* The records
------------------------------------------------

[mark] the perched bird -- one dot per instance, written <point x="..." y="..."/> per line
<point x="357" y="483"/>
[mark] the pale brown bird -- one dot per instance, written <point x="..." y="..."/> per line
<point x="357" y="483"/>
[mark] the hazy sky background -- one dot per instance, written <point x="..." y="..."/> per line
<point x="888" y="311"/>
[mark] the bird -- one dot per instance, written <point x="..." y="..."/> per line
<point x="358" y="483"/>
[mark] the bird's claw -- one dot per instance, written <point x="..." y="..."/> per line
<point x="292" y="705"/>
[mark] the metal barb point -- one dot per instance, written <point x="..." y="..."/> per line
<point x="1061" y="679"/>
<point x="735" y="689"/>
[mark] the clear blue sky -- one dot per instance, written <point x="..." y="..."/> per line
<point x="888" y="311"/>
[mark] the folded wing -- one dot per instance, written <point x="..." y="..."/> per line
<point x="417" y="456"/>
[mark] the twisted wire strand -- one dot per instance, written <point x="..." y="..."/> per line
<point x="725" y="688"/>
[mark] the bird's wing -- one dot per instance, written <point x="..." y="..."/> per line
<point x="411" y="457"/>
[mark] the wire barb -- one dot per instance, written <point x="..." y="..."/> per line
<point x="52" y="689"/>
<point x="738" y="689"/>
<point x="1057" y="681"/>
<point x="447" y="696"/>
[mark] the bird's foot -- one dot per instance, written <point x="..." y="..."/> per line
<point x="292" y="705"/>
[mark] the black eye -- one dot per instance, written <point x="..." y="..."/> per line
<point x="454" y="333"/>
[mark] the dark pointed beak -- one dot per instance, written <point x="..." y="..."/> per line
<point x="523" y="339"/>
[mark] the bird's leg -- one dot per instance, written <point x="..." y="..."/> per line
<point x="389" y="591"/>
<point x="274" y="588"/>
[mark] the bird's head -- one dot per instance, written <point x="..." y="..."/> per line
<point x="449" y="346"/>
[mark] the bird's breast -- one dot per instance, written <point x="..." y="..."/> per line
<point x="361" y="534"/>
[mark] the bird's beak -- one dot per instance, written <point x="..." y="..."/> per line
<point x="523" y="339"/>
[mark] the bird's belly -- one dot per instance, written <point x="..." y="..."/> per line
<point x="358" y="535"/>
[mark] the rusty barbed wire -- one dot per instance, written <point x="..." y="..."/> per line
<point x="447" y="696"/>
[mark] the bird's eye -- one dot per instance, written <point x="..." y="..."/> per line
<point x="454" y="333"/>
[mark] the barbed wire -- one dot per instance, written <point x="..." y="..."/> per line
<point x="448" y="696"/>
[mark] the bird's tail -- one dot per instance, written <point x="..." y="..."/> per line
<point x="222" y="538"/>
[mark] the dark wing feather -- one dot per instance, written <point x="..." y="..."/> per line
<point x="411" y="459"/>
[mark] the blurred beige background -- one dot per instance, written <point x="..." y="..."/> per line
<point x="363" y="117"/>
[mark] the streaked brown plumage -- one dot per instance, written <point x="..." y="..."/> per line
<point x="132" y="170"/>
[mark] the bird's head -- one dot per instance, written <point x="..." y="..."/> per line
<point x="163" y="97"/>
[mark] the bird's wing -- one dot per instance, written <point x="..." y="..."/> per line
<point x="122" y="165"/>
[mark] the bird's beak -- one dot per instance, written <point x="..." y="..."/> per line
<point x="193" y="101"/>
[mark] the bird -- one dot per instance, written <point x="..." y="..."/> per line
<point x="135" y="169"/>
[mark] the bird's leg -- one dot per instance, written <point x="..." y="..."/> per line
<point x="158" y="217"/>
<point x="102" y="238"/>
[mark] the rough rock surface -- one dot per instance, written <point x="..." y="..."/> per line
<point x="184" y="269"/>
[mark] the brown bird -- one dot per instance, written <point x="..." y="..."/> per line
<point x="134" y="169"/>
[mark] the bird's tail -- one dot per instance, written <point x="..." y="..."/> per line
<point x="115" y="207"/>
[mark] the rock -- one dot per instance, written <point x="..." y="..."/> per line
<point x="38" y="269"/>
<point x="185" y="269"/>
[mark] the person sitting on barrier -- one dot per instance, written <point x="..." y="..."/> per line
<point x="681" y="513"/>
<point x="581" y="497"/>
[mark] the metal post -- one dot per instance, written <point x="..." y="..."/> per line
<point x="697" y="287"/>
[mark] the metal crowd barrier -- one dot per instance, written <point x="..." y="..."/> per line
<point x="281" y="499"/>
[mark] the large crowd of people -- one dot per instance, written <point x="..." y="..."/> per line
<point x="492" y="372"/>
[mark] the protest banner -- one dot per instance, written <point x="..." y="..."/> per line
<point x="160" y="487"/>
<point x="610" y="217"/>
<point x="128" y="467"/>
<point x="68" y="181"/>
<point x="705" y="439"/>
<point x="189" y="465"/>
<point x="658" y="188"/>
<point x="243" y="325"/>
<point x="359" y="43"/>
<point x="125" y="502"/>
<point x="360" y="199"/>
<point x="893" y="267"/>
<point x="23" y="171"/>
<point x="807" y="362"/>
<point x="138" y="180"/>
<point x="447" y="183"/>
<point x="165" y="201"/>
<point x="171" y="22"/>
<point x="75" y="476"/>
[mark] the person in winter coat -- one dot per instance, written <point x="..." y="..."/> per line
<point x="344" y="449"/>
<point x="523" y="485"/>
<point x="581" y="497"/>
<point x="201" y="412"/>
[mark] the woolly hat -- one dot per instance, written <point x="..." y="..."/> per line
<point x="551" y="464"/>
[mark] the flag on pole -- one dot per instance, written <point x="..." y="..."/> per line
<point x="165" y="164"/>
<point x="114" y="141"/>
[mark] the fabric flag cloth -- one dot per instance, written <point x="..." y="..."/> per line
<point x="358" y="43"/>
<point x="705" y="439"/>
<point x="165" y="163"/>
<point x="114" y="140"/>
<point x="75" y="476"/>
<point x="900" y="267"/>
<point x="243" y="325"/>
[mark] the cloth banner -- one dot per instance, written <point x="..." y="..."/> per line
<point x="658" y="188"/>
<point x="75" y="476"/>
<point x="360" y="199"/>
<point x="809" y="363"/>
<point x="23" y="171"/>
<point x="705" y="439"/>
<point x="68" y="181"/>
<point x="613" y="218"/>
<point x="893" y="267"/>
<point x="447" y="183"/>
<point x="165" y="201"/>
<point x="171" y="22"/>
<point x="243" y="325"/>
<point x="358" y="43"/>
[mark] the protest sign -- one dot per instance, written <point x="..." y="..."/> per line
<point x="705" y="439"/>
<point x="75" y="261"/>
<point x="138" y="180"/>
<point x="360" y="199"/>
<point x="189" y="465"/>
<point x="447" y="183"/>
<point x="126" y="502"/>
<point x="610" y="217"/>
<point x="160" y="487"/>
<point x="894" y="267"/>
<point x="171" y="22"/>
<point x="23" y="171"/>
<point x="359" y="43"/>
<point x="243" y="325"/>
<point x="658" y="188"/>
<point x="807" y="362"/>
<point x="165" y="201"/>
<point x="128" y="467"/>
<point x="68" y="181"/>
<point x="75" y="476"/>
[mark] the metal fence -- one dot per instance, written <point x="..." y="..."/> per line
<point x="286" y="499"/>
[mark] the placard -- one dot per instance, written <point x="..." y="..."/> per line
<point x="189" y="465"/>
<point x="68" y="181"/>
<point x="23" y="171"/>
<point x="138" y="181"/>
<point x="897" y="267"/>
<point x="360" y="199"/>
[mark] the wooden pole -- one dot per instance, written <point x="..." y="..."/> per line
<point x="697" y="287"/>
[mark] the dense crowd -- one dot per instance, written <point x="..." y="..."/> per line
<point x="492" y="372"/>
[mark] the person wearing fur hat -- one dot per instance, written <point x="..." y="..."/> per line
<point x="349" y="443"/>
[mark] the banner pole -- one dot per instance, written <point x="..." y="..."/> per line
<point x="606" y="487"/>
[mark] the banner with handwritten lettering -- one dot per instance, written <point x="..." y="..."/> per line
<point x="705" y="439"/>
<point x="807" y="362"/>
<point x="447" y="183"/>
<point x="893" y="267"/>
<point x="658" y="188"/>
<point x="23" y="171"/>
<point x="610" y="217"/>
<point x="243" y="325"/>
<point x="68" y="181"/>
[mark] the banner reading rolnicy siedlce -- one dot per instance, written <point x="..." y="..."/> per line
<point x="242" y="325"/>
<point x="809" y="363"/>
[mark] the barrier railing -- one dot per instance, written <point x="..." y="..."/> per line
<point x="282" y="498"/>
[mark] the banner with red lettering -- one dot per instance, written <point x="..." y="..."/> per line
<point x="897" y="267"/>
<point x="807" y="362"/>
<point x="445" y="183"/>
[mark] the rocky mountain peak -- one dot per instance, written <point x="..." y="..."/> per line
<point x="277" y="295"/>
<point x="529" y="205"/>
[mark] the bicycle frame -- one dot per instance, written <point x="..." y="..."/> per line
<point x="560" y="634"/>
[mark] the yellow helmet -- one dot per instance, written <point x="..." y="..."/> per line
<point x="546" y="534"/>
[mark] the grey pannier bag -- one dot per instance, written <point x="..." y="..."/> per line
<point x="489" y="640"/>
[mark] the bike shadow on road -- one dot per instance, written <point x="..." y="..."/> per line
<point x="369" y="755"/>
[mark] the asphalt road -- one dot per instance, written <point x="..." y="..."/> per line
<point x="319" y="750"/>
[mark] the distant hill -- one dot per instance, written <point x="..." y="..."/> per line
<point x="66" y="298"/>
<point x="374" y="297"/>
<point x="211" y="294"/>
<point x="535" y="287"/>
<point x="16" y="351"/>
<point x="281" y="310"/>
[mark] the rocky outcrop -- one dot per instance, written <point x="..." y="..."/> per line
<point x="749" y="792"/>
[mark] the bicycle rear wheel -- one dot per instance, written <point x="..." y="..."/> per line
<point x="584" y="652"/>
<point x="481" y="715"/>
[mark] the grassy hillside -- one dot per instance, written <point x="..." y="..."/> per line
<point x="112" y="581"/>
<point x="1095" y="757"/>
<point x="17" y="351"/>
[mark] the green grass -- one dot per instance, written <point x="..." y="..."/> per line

------------------------------------------------

* Work task
All that should be returned is the run of lines from the one with "[mark] the banner with red" to the last line of the material above, copied exactly.

* The answer
[mark] the banner with red lettering -- one dot per instance, written <point x="..." y="..."/> per line
<point x="897" y="267"/>
<point x="807" y="362"/>
<point x="445" y="183"/>
[mark] the rocky mountain peak -- one dot per instance, written <point x="..." y="..."/> per line
<point x="277" y="295"/>
<point x="529" y="205"/>
[mark] the bicycle frame -- one dot per instance, written <point x="..." y="..."/> per line
<point x="560" y="634"/>
[mark] the yellow helmet -- one dot per instance, written <point x="..." y="..."/> per line
<point x="546" y="534"/>
[mark] the grey pannier bag -- one dot per instance, written <point x="..." y="..."/> per line
<point x="489" y="640"/>
[mark] the bike shadow on road -- one dot per instance, written <point x="..." y="..."/> per line
<point x="369" y="755"/>
[mark] the asphalt road -- one dot per instance, written <point x="..." y="..."/> per line
<point x="319" y="750"/>
[mark] the distant hill -- one dot per instance, written <point x="..." y="..."/> per line
<point x="66" y="298"/>
<point x="374" y="297"/>
<point x="211" y="294"/>
<point x="535" y="287"/>
<point x="16" y="351"/>
<point x="281" y="310"/>
[mark] the rocky outcrop -- one dot per instance, written <point x="..." y="..."/> per line
<point x="749" y="792"/>
[mark] the bicycle rear wheel -- one dot per instance, written <point x="..." y="..."/> per line
<point x="584" y="652"/>
<point x="481" y="715"/>
[mark] the grassy hillside -- one dot per instance, written <point x="..." y="..."/> per line
<point x="112" y="581"/>
<point x="1095" y="757"/>
<point x="17" y="351"/>
[mark] the green grass -- one dot per instance, written <point x="..." y="..."/> per line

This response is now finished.